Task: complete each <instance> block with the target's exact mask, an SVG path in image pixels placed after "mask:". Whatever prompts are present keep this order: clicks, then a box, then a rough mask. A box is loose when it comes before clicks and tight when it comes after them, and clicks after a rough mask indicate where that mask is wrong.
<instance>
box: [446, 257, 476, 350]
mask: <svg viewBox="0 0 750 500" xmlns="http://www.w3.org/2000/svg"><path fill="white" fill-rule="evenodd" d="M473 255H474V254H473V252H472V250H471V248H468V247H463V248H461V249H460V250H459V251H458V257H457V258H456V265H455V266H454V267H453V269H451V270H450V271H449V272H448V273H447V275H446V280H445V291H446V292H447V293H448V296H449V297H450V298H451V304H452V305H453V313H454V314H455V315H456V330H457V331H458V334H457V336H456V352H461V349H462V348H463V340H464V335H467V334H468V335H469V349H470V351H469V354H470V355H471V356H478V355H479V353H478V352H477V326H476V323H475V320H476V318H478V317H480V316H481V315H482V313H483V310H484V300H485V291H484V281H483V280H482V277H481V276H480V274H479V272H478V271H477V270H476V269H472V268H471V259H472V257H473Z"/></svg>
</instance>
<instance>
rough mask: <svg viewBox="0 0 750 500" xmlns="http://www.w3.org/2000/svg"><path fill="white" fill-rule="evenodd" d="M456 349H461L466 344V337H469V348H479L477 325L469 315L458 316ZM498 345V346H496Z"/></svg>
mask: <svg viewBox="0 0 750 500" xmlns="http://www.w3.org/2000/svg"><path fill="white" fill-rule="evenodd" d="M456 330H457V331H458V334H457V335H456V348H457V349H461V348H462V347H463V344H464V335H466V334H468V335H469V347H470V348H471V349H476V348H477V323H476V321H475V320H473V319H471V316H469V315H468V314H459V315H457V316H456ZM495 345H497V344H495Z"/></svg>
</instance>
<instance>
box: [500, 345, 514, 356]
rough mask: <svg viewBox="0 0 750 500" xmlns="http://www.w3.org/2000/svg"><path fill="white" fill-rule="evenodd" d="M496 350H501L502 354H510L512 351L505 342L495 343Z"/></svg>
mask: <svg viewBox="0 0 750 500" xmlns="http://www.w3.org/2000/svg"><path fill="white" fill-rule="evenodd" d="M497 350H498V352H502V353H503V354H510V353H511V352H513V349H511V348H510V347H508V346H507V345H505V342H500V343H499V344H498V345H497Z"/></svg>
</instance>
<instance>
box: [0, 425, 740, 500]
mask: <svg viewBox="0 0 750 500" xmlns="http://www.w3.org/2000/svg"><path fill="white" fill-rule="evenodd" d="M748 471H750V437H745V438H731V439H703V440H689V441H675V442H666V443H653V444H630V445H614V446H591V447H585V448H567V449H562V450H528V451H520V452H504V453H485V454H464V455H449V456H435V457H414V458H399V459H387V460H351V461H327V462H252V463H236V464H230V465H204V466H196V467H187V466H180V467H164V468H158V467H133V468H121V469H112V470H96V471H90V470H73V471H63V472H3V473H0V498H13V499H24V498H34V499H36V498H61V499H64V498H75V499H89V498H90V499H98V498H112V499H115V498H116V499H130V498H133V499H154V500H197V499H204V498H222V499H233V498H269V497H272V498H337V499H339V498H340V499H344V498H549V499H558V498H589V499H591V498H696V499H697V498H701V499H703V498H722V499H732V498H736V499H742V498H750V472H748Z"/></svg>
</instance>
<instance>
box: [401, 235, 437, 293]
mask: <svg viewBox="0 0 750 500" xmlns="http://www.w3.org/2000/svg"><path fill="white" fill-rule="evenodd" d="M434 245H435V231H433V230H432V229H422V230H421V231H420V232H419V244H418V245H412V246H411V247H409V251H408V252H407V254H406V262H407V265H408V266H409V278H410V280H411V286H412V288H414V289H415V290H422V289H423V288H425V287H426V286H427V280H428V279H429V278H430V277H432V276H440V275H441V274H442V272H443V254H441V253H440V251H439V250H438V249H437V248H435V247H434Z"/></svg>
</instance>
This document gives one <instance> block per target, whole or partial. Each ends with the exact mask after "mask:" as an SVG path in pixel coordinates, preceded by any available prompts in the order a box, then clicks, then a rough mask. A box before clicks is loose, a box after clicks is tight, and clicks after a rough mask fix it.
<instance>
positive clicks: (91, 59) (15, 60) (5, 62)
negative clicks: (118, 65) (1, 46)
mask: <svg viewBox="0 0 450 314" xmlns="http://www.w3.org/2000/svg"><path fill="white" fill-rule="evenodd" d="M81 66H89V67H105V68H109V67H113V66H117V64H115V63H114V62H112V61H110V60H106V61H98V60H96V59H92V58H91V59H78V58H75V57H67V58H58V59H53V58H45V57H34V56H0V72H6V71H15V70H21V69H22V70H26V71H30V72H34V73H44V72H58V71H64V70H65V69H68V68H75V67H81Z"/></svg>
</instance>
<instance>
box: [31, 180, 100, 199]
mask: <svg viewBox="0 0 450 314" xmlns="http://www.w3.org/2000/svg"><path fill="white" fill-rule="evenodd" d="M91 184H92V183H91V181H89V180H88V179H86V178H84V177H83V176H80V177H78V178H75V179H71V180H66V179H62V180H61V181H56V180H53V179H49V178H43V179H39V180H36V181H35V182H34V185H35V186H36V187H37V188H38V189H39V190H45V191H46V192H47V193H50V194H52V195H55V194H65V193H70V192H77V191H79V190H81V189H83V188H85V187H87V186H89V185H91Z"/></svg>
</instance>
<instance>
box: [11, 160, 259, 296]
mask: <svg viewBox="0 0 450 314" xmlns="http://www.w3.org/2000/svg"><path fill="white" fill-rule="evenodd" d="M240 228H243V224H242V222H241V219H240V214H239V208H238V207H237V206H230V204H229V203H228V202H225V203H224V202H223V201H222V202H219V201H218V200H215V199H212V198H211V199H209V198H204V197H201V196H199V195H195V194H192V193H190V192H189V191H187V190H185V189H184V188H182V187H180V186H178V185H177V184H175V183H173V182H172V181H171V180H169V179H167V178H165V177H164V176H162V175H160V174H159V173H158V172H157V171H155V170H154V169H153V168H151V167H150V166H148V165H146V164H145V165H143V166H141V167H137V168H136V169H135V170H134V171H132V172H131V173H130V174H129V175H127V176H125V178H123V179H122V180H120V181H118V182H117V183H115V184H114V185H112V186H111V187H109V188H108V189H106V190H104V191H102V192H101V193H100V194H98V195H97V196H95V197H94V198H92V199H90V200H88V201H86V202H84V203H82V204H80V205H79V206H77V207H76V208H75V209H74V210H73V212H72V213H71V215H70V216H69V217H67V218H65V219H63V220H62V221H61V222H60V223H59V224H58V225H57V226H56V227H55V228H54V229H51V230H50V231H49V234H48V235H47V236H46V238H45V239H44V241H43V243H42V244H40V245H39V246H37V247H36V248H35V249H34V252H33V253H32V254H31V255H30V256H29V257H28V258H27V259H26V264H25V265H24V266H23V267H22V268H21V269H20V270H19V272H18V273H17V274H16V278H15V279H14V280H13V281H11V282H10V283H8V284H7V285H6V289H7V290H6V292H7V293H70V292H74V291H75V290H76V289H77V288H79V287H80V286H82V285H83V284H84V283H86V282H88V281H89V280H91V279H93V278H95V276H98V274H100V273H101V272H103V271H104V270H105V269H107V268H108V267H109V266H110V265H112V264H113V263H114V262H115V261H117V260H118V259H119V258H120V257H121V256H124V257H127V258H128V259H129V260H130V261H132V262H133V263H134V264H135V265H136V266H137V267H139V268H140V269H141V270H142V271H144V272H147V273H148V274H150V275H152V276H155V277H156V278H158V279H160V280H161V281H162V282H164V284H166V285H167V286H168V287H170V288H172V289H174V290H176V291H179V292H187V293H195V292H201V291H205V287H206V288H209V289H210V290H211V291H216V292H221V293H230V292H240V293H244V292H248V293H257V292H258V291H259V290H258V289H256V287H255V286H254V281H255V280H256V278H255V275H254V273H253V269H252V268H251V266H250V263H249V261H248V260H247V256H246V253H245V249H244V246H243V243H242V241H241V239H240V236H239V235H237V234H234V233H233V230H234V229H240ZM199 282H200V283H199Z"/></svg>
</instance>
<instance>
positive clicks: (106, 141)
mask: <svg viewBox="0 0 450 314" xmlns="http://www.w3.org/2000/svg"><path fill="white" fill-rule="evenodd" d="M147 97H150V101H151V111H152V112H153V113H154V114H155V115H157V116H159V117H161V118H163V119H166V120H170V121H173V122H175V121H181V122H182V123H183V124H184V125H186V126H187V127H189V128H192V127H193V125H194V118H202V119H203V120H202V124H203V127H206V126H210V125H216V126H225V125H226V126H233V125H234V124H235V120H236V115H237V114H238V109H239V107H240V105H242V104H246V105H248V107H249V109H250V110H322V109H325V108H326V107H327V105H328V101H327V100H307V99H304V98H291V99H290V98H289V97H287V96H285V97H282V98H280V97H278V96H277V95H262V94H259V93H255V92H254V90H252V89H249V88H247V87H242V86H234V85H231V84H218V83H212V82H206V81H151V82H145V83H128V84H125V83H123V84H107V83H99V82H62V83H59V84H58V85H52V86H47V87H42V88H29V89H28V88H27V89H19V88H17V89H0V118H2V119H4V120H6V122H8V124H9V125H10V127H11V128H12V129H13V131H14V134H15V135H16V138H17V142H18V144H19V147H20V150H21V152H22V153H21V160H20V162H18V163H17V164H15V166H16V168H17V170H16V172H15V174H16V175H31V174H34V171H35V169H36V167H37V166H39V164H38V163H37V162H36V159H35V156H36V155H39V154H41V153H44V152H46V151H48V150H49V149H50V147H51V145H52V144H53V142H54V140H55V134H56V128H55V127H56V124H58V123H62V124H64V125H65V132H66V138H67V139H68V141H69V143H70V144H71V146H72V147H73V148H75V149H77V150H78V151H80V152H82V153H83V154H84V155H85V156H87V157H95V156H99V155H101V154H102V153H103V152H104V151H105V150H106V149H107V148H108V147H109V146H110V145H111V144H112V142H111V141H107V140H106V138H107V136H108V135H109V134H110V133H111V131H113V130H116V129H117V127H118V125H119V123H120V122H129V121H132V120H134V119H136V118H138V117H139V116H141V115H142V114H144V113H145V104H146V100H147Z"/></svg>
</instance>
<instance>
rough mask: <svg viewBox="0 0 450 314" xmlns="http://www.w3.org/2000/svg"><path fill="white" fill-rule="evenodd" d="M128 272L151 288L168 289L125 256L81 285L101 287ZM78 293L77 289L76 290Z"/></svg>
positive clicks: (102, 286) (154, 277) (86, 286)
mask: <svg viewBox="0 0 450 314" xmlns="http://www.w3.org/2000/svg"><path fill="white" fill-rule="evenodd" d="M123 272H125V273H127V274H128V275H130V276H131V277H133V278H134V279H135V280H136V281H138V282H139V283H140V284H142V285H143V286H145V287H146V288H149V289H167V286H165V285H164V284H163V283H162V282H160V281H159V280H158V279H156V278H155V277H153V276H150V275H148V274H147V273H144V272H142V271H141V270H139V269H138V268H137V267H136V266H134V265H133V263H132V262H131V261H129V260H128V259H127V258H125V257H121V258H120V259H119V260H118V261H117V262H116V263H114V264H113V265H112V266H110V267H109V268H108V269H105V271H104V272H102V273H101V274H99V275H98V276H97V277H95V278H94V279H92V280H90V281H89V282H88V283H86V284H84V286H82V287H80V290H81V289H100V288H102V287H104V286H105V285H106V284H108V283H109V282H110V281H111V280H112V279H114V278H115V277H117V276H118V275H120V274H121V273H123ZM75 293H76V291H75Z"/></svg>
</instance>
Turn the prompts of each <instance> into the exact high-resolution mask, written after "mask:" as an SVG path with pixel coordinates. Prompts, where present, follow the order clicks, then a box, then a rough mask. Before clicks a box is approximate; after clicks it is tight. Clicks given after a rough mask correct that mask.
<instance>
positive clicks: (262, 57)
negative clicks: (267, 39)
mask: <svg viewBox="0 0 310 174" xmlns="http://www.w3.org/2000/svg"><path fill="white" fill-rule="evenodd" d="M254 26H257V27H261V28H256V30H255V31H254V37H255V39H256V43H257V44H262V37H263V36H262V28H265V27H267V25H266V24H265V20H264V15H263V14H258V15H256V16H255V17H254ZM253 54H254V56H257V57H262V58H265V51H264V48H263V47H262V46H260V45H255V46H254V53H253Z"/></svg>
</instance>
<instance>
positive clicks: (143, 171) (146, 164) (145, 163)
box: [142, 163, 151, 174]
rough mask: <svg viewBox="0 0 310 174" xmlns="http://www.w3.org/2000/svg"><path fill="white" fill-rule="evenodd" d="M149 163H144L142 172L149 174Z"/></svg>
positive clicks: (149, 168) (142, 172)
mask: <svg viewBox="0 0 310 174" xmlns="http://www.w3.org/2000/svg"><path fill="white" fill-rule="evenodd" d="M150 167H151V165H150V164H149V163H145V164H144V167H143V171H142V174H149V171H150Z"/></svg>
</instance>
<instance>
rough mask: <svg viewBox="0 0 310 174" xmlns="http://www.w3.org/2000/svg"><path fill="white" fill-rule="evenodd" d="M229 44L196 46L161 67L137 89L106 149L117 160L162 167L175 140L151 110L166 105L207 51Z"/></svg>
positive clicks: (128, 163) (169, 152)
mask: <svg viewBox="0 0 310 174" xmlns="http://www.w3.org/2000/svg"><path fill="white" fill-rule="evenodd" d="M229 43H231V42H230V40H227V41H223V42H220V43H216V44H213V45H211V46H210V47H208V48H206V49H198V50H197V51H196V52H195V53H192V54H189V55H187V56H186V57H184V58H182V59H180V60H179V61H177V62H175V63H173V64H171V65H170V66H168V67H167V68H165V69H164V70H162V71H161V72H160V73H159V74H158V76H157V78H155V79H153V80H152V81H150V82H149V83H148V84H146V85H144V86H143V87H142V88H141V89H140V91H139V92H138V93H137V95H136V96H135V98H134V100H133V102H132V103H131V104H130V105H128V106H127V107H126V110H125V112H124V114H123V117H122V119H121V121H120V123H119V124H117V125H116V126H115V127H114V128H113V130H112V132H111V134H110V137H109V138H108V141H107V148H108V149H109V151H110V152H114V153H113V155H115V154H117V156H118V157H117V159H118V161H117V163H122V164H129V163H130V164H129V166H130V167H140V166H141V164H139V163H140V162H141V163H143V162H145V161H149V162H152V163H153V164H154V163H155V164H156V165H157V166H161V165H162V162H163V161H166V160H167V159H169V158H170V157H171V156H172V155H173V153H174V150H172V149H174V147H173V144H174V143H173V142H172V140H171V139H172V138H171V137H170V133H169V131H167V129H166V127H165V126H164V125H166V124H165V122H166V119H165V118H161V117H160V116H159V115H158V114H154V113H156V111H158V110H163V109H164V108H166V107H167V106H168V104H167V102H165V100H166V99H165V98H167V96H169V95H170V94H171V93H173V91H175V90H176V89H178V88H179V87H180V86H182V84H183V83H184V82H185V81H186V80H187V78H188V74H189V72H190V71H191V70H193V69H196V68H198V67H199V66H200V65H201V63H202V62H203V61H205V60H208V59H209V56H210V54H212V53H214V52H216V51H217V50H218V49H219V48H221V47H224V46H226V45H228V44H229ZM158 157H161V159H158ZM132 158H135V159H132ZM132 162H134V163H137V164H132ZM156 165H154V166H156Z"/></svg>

= = = = = = =

**Your goal**
Count the lines of the material above that contain the string "target". Write nothing but the count.

**Response area**
2